*FRAGMENTO SELECCIONADO*.

::::

Si, el City Bar fue un lugar legendario que debería haber permanecido para memoria de lo que fue la Valencia de otros tiempos, la ciudad amable, agrícola, pueblerina cuyas calles olían a bosta de jamelgo porque los carros de basura iban arrastrados por las bestias percheronas.
El tío Mateo, hombre barojiano entraba gratis en las corridas y me llevaba a ver los toros. De ahí quedan en mi memoria imágenes inauditas. La visión del caballo de un picador corriendo enloquecido por el coso con las tripas colgando y dejando una reguera de sangre sobre la arena. Por aquellos tiempos era lo normal porque el peto para los caballos de los picadores no se había generalizado y las cornadas en la panza de los pobres jacos eran cosa normal. Retiraban el equino a corrales, los sacrificaban o cosían si se podía, y a otra cosa mariposa.
Diréis que eran tiempos salvajes, pues sí, lo eran. Los toros eran una válvula de escape de primer orden para una sociedad oprimida por la autarquía. Esa plaza de toros tiene un hueco esencial en mi existencia. Otro tío mío, tío Pepe, corredor de comercio de inclinaciones conservadoras, esposo de la mejor amiga de mi madre, la tía Virginia, vivía en el sexto piso de la maravillosa finca construida por Goerlich entre Castellón y Alicante. Allí jugábamos mis primos y yo en la terraza y cuando en la plaza se celebraba en verano el Holiday on Ice, un espectáculo desparecido en la noche de los tiempos, podíamos verlo, porque desde la azotea veíamos la mitad de la plaza. También en ocasiones la lucha libre del estilo mexicano.
Las tardes ociosas de verano, durante las vacaciones, la pandilla usaba la plaza para sus correrías. Y fue por entones cuando nos descubrías a unos señores que se tocaban y hacían cosas raras hurgándose la bragueta, protegidos por las gradas, que no entendíamos. Eran los primeros balbuceos del cruising, la práctica de sexo gay urbano entre tipos reprimidos y bastante sórdidos. Mi tío Pepe les disparaba con su rifle de balines desde la ventana de su piso. Ja, ja.

::::

[Datos de señalamiento sobre imágenes]
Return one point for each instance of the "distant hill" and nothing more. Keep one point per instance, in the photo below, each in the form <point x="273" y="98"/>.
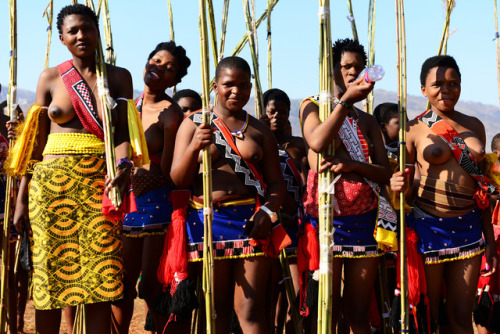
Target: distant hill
<point x="488" y="114"/>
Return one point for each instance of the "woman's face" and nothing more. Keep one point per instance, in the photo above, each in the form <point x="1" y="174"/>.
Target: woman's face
<point x="79" y="35"/>
<point x="160" y="71"/>
<point x="442" y="88"/>
<point x="277" y="112"/>
<point x="233" y="88"/>
<point x="350" y="66"/>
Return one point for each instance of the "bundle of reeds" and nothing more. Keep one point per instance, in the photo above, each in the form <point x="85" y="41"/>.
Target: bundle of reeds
<point x="252" y="41"/>
<point x="223" y="29"/>
<point x="208" y="260"/>
<point x="11" y="100"/>
<point x="49" y="12"/>
<point x="325" y="200"/>
<point x="497" y="37"/>
<point x="401" y="65"/>
<point x="443" y="46"/>
<point x="269" y="51"/>
<point x="108" y="37"/>
<point x="353" y="21"/>
<point x="368" y="104"/>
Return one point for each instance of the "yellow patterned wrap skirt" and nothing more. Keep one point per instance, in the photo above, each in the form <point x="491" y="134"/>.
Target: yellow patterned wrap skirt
<point x="77" y="251"/>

::::

*ENCARGO A*. Cambia "la pandilla" por "el grupo de amigos" y vuelve a escribir el fragmento sobre la Valencia de otros tiempos desde "Las tardes ociosas" hasta "piso. Ja, ja.".
*ENCARGO B*. Según el fragmento sobre la Valencia de otros tiempos, ¿quién construyó la finca en la que vivía el tío Pepe?
*ENCARGO C*. Prolonga el fragmento sobre la Valencia de otros tiempos a partir de su última oración.
Las filas no guardan relación con el fragmento.

*RESPUESTA A*.
Las tardes ociosas de verano, durante las vacaciones, el grupo de amigos usaba la plaza para sus correrías. Y fue por entones cuando nos descubrías a unos señores que se tocaban y hacían cosas raras hurgándose la bragueta, protegidos por las gradas, que no entendíamos. Eran los primeros balbuceos del cruising, la práctica de sexo gay urbano entre tipos reprimidos y bastante sórdidos. Mi tío Pepe les disparaba con su rifle de balines desde la ventana de su piso. Ja, ja.

*RESPUESTA B*. La construyó Goerlich.

*RESPUESTA C*.
Pasaron los años, y llegó el tiempo del Instituto Luis Vives, refugio de todos los hijos de republicanos sin dinero para ir a colegios de curas. Y la plaza siguió siendo referente de nuestro universo urbano. Desapareció el City Bar y mis paseos ecuestres con la rejoneadora Paquita Rocamora son ya un dulce recuerdo.
Estos días están taladrando sin piedad la calle Alicante para mejorar infraestructuras de la ciudad. Aún tengo miedo de que se vayan a equivocar y la finca racionalista de mis tíos se venga abajo.
Pero un Dios desconocido protege el universo hermoso de nuestra juventud. Y, aunque la desidia de la administración haya tenido los frescos florales de la Estacion del Norte tanto tiempo tapados, aunque ahora la calle Xàtiva sea un infierno de ruidos y humo y hayan desaparecido las cafeterías vintage y los rusos se fueron hace mucho tiempo del Hotel Metropol, esa parte de la ciudad y el recuerdo del City Bar, de resonancias yanquis continúan alegrando mi corazón.